SOURCE EXCERPT ->
* Start *

My story, in all of its glory and harsh detail, exists in my music (which can be found on socials and under my old artist name “Logan Smith”). I write about it every day and I don’t hold back in that medium. I’m very honest there because that is the safe place in which I choose to tell my truths.

If I were to sum up what you could expect from that, I would say you’ll hear a lot of vulnerability through the lens of indie folk pop music. I spent the last 7 years trying to identify and refine what my sound is and the lens through which I wanted to navigate that. I have finally landed on something that feels right to me; a world that feels like I feel. It excites me to have finally arrived at that place and to get to share that with people in the very near future as I’m currently working on my debut project.

Being “Charlie Archer” is a new chapter that has given me a lot of license to send caution to the wind and be present in my craft and expression. I do have so many stories to tell and I do hope that when I’m ready, you’ll take the time to hear them.

If you had to pick three qualities that are most important to develop, which three would you say matter most?
I could think of three things that made a huge difference but the best advice I can give is this: don’t ever be the smartest person in the room and make sure you put yourself into a lot of rooms!

You can read all the book and watch all the tutorials you want. Nothing beats witnessing someone who is really good at their job actually do their job. Experience beats book smarts when it comes to art. Be a sponge and be kind and be fun to be around and don’t be the smartest person in the room!

What do you do when you feel overwhelmed? Any advice or strategies?
Touch grass! Be outside. Sit for an hour or two. Don’t listen to music or doom scroll, just be. Do this every day for a week and you’ll experience a clarity you never knew you were missing. We get so caught up in the fast paced life that we all know today. Sometimes we forget to sit and listen to the wind for a while.

* End *

SUPPLIED INFORMATION ->
* Start *

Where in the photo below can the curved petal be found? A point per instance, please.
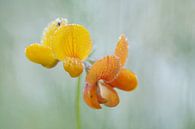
(106, 69)
(49, 31)
(121, 49)
(126, 80)
(90, 96)
(41, 54)
(72, 40)
(108, 94)
(73, 66)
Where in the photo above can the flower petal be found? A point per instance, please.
(40, 54)
(73, 66)
(126, 80)
(109, 94)
(90, 96)
(49, 31)
(121, 49)
(106, 69)
(72, 40)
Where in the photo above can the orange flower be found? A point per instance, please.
(106, 74)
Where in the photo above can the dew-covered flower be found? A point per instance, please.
(105, 75)
(69, 43)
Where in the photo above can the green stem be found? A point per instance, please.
(78, 114)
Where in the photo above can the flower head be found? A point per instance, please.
(69, 43)
(106, 74)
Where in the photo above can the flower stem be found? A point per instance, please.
(78, 114)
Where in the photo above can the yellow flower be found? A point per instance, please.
(72, 45)
(69, 43)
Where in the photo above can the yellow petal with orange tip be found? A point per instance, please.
(73, 66)
(49, 31)
(40, 54)
(90, 96)
(106, 69)
(72, 40)
(121, 49)
(126, 80)
(108, 94)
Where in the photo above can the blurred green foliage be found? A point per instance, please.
(161, 39)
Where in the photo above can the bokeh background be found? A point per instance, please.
(161, 36)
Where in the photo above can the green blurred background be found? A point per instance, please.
(161, 36)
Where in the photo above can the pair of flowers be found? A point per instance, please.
(71, 44)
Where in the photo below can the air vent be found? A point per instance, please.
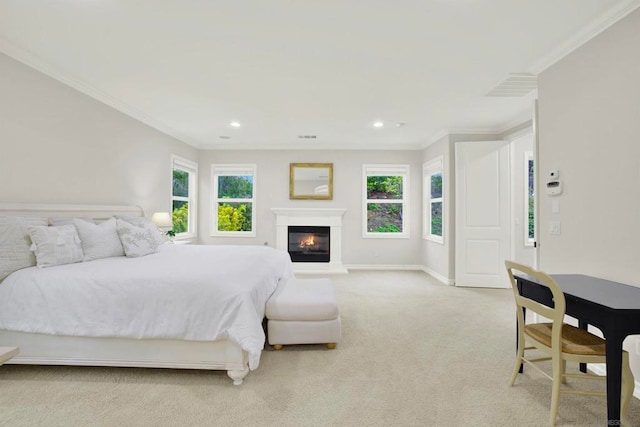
(516, 85)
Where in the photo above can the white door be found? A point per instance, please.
(483, 224)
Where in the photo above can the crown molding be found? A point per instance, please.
(37, 63)
(603, 22)
(318, 146)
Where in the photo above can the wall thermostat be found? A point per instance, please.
(554, 188)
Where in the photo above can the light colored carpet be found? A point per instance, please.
(414, 353)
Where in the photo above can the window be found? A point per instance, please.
(529, 211)
(183, 196)
(386, 198)
(432, 226)
(233, 200)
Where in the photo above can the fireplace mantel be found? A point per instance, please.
(331, 217)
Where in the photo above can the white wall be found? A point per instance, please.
(58, 145)
(589, 111)
(589, 121)
(273, 192)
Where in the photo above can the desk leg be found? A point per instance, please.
(614, 378)
(524, 312)
(583, 325)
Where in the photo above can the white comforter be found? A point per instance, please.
(191, 292)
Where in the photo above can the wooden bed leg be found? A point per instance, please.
(238, 375)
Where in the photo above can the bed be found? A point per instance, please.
(184, 306)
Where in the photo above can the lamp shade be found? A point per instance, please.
(162, 219)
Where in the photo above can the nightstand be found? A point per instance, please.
(7, 353)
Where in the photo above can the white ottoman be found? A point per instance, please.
(303, 311)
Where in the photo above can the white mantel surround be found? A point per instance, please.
(319, 217)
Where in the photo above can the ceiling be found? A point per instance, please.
(304, 74)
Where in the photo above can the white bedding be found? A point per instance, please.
(190, 292)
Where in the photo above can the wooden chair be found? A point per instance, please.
(562, 343)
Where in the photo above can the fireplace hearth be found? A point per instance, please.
(309, 243)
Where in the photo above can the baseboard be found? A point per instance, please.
(397, 267)
(384, 267)
(601, 369)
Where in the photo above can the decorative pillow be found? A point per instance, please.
(99, 241)
(146, 223)
(15, 243)
(55, 245)
(136, 241)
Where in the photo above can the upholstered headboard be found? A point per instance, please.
(97, 212)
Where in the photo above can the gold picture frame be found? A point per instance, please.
(311, 181)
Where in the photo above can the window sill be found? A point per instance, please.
(434, 239)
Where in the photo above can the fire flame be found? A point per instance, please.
(307, 242)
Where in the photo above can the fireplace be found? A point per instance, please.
(309, 243)
(323, 218)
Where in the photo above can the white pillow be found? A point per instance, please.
(99, 241)
(15, 243)
(55, 245)
(65, 220)
(146, 223)
(136, 241)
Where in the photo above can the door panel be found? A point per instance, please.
(482, 213)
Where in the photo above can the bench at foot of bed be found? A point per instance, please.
(303, 311)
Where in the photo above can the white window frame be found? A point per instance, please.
(233, 170)
(191, 168)
(528, 241)
(430, 168)
(386, 170)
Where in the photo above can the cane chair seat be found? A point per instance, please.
(573, 340)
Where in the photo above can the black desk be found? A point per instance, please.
(612, 307)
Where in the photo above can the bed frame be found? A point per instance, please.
(42, 349)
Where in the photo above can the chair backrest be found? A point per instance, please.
(555, 313)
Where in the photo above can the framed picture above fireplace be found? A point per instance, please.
(311, 181)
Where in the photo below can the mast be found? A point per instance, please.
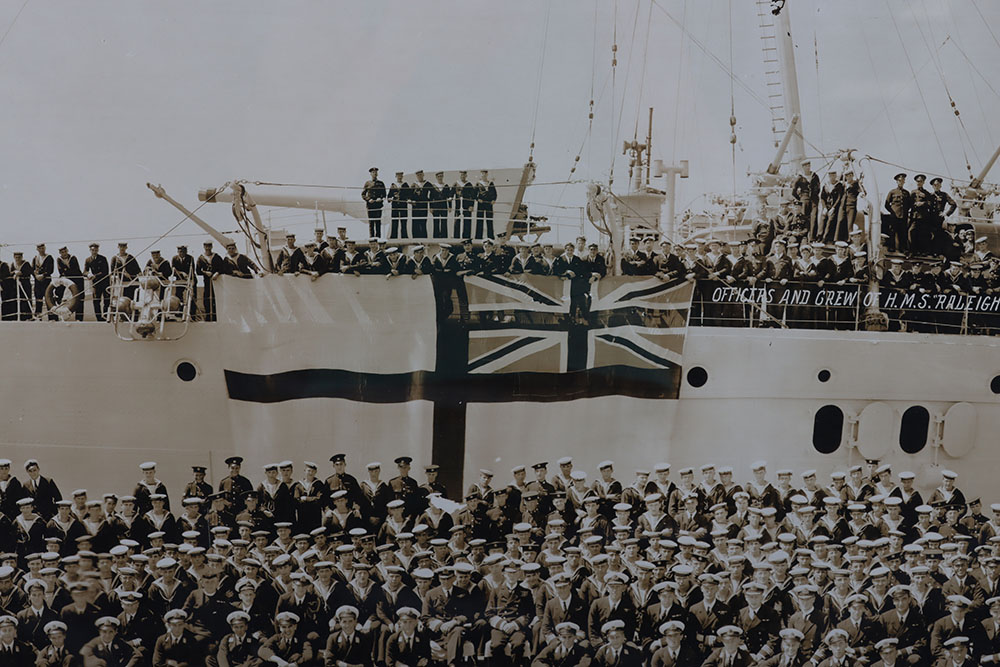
(790, 84)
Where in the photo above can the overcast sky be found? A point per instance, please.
(100, 97)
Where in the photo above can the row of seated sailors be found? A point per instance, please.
(598, 592)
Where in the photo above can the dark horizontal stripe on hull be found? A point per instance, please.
(434, 386)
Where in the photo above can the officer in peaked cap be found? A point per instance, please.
(406, 488)
(234, 485)
(198, 488)
(341, 479)
(374, 193)
(896, 215)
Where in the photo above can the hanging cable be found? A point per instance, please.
(538, 91)
(923, 100)
(944, 82)
(819, 86)
(732, 100)
(680, 76)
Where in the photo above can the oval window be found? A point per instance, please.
(913, 429)
(828, 429)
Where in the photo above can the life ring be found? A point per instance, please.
(69, 301)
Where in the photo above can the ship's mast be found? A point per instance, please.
(790, 84)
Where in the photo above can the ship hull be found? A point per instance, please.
(91, 407)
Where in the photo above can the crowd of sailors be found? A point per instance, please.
(300, 567)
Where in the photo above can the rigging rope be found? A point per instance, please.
(680, 76)
(538, 91)
(732, 100)
(13, 21)
(923, 101)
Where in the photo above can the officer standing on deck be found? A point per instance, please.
(897, 214)
(96, 268)
(69, 267)
(405, 488)
(374, 194)
(209, 265)
(43, 266)
(399, 202)
(198, 488)
(420, 198)
(465, 200)
(486, 194)
(944, 206)
(235, 486)
(922, 218)
(440, 193)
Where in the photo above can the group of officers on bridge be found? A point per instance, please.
(304, 568)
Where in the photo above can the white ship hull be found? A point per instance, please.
(91, 407)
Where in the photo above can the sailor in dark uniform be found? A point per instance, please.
(238, 264)
(235, 485)
(420, 198)
(923, 218)
(405, 488)
(182, 265)
(289, 257)
(419, 264)
(446, 267)
(69, 268)
(465, 201)
(440, 194)
(159, 267)
(399, 203)
(208, 266)
(20, 288)
(374, 193)
(896, 217)
(521, 261)
(42, 267)
(486, 194)
(198, 488)
(147, 486)
(125, 268)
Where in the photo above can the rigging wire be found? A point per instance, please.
(944, 82)
(985, 22)
(680, 76)
(972, 80)
(732, 101)
(923, 100)
(642, 73)
(621, 110)
(10, 26)
(885, 107)
(538, 91)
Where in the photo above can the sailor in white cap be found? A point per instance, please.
(178, 644)
(615, 651)
(348, 644)
(286, 646)
(408, 645)
(107, 648)
(147, 486)
(947, 493)
(55, 653)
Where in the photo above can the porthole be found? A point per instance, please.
(186, 371)
(697, 376)
(913, 429)
(828, 429)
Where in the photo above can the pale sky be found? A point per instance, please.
(100, 97)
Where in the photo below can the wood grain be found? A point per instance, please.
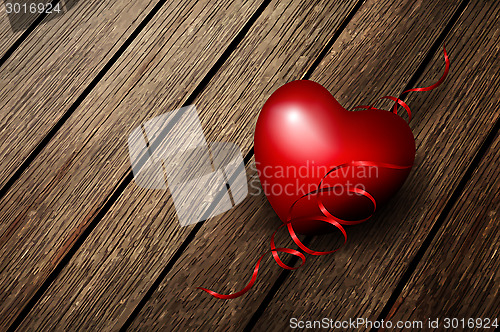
(459, 277)
(223, 253)
(53, 66)
(130, 246)
(57, 197)
(450, 124)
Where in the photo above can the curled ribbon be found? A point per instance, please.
(327, 216)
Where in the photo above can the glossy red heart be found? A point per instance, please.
(302, 132)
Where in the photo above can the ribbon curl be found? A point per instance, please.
(327, 216)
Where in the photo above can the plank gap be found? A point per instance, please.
(483, 149)
(127, 179)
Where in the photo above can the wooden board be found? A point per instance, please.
(450, 125)
(134, 241)
(53, 66)
(224, 250)
(459, 276)
(57, 197)
(13, 26)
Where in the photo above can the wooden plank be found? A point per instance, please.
(145, 218)
(128, 249)
(12, 25)
(459, 276)
(449, 124)
(61, 192)
(50, 70)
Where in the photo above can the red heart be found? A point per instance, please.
(302, 132)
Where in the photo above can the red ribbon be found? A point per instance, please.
(327, 216)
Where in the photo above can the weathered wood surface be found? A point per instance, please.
(140, 234)
(460, 274)
(53, 202)
(223, 253)
(53, 66)
(63, 190)
(450, 125)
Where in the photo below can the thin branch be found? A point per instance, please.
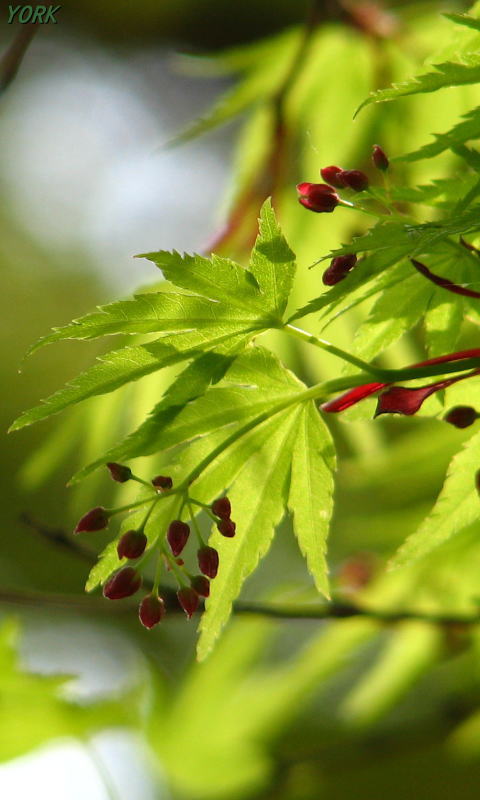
(325, 611)
(12, 59)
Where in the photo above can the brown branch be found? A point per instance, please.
(325, 611)
(12, 59)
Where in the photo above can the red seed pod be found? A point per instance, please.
(124, 583)
(132, 544)
(201, 585)
(93, 520)
(177, 536)
(119, 472)
(226, 527)
(331, 175)
(379, 158)
(222, 508)
(151, 611)
(188, 599)
(318, 197)
(461, 416)
(354, 179)
(162, 482)
(208, 561)
(339, 269)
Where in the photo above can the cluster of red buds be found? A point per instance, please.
(407, 401)
(323, 198)
(132, 546)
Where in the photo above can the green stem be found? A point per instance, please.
(195, 524)
(321, 391)
(145, 483)
(336, 351)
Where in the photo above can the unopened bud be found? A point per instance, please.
(379, 158)
(226, 527)
(222, 508)
(208, 561)
(201, 585)
(339, 269)
(132, 544)
(331, 175)
(354, 179)
(119, 472)
(177, 536)
(188, 599)
(93, 520)
(124, 583)
(318, 197)
(162, 482)
(151, 611)
(461, 416)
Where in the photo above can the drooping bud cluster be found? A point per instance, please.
(134, 546)
(461, 416)
(318, 197)
(119, 472)
(162, 482)
(222, 509)
(339, 269)
(322, 197)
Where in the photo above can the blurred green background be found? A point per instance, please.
(288, 710)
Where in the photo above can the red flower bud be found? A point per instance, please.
(124, 583)
(93, 520)
(177, 536)
(226, 527)
(162, 482)
(339, 269)
(354, 179)
(222, 508)
(331, 175)
(151, 611)
(461, 416)
(201, 585)
(400, 400)
(188, 599)
(379, 158)
(208, 561)
(318, 197)
(119, 472)
(132, 544)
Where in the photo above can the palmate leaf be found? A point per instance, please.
(311, 491)
(153, 313)
(236, 304)
(457, 507)
(445, 75)
(259, 496)
(118, 368)
(251, 385)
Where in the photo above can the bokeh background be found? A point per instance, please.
(282, 710)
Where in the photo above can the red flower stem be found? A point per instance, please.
(445, 283)
(195, 524)
(174, 567)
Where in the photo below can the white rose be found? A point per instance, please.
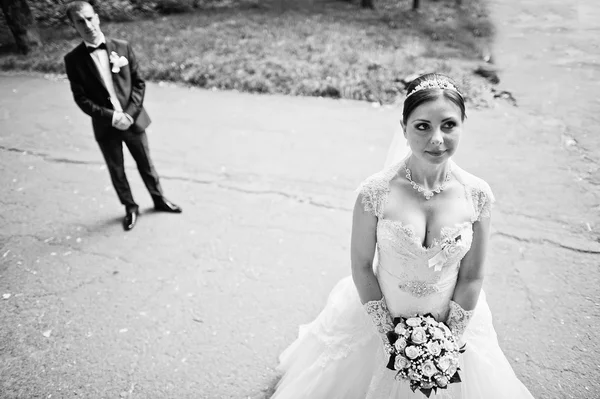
(401, 363)
(434, 348)
(429, 369)
(452, 370)
(441, 381)
(444, 363)
(438, 334)
(418, 335)
(413, 321)
(411, 352)
(400, 344)
(399, 329)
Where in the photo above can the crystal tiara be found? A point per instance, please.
(434, 84)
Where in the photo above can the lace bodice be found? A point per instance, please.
(414, 278)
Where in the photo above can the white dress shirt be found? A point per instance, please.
(100, 58)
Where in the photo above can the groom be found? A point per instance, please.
(106, 85)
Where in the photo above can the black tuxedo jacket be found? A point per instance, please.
(91, 95)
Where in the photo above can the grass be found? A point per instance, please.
(304, 47)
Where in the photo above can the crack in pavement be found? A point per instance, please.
(546, 241)
(68, 290)
(296, 198)
(309, 201)
(47, 157)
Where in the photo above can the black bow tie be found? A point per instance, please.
(100, 46)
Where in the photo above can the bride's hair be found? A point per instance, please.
(423, 95)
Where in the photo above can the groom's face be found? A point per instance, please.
(87, 24)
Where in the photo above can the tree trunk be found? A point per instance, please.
(367, 4)
(21, 23)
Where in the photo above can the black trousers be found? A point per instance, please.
(137, 143)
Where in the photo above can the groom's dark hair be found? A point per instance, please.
(75, 6)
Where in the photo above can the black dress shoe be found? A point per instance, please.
(130, 219)
(164, 205)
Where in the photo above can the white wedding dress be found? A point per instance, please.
(340, 355)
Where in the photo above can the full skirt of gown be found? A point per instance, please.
(340, 356)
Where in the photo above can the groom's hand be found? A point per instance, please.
(121, 120)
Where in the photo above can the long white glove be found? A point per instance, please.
(458, 319)
(382, 320)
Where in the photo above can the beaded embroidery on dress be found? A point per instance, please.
(340, 356)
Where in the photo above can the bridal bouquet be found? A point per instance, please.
(424, 352)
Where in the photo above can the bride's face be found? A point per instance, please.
(433, 130)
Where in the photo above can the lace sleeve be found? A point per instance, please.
(485, 200)
(373, 192)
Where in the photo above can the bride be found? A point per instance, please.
(419, 238)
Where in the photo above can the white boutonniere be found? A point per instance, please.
(449, 247)
(117, 61)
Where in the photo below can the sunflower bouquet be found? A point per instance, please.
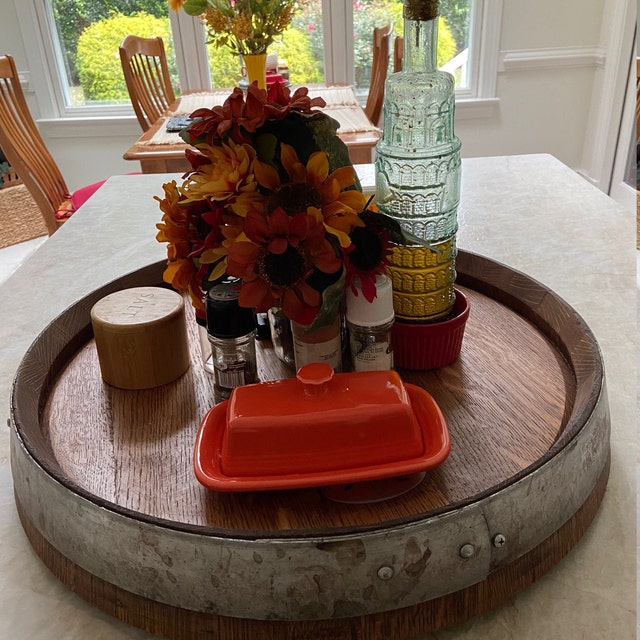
(244, 26)
(273, 200)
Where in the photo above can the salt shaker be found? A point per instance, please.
(369, 325)
(232, 332)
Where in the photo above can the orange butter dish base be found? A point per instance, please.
(319, 429)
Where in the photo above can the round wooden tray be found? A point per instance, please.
(106, 492)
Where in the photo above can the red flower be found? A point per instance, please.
(278, 259)
(239, 118)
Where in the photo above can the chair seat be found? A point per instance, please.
(71, 204)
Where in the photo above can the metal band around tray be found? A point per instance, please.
(276, 578)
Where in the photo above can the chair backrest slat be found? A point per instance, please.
(146, 72)
(25, 149)
(379, 67)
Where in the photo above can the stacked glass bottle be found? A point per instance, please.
(418, 170)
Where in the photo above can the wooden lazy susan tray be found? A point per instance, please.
(106, 492)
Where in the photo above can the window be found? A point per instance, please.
(328, 40)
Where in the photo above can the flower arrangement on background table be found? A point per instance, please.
(273, 200)
(245, 26)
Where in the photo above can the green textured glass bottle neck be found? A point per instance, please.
(420, 45)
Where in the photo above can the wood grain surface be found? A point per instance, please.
(527, 376)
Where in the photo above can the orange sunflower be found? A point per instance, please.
(312, 186)
(277, 259)
(175, 229)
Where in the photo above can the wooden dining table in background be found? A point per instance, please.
(160, 151)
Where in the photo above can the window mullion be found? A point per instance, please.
(191, 51)
(337, 16)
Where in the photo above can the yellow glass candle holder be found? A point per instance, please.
(423, 279)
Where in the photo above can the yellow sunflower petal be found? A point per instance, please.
(346, 176)
(330, 190)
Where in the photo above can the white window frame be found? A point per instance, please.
(36, 23)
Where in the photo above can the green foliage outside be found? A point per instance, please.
(91, 31)
(98, 62)
(74, 16)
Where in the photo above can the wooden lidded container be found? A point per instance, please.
(141, 337)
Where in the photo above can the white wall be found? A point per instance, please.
(552, 68)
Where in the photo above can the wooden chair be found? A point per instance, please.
(146, 73)
(379, 66)
(28, 155)
(398, 53)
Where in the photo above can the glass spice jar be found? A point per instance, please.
(232, 332)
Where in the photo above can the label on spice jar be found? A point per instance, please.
(329, 351)
(371, 356)
(233, 375)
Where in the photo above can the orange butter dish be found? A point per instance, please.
(318, 429)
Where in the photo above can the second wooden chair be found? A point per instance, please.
(146, 72)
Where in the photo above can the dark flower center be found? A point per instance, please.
(294, 198)
(368, 251)
(282, 270)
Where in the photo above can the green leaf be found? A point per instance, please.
(332, 298)
(397, 234)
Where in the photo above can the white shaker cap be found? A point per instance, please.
(364, 313)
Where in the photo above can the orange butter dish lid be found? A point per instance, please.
(318, 429)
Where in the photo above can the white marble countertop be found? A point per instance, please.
(529, 212)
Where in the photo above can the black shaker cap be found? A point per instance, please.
(225, 317)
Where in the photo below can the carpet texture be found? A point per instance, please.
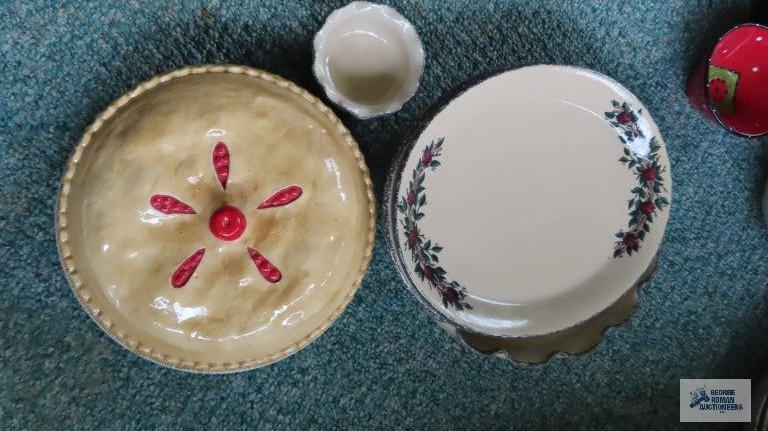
(384, 364)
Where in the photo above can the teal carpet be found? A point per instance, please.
(384, 364)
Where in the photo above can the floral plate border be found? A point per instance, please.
(647, 198)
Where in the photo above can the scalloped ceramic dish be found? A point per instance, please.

* End *

TASK BRIEF -> Retype the interview excerpt verbatim from "I could think" up to and including "in the room!". The items come from a separate source unrelated to the interview excerpt.

EXERCISE OUTPUT ->
I could think of three things that made a huge difference but the best advice I can give is this: don’t ever be the smartest person in the room and make sure you put yourself into a lot of rooms!

You can read all the book and watch all the tutorials you want. Nothing beats witnessing someone who is really good at their job actually do their job. Experience beats book smarts when it comes to art. Be a sponge and be kind and be fun to be around and don’t be the smartest person in the room!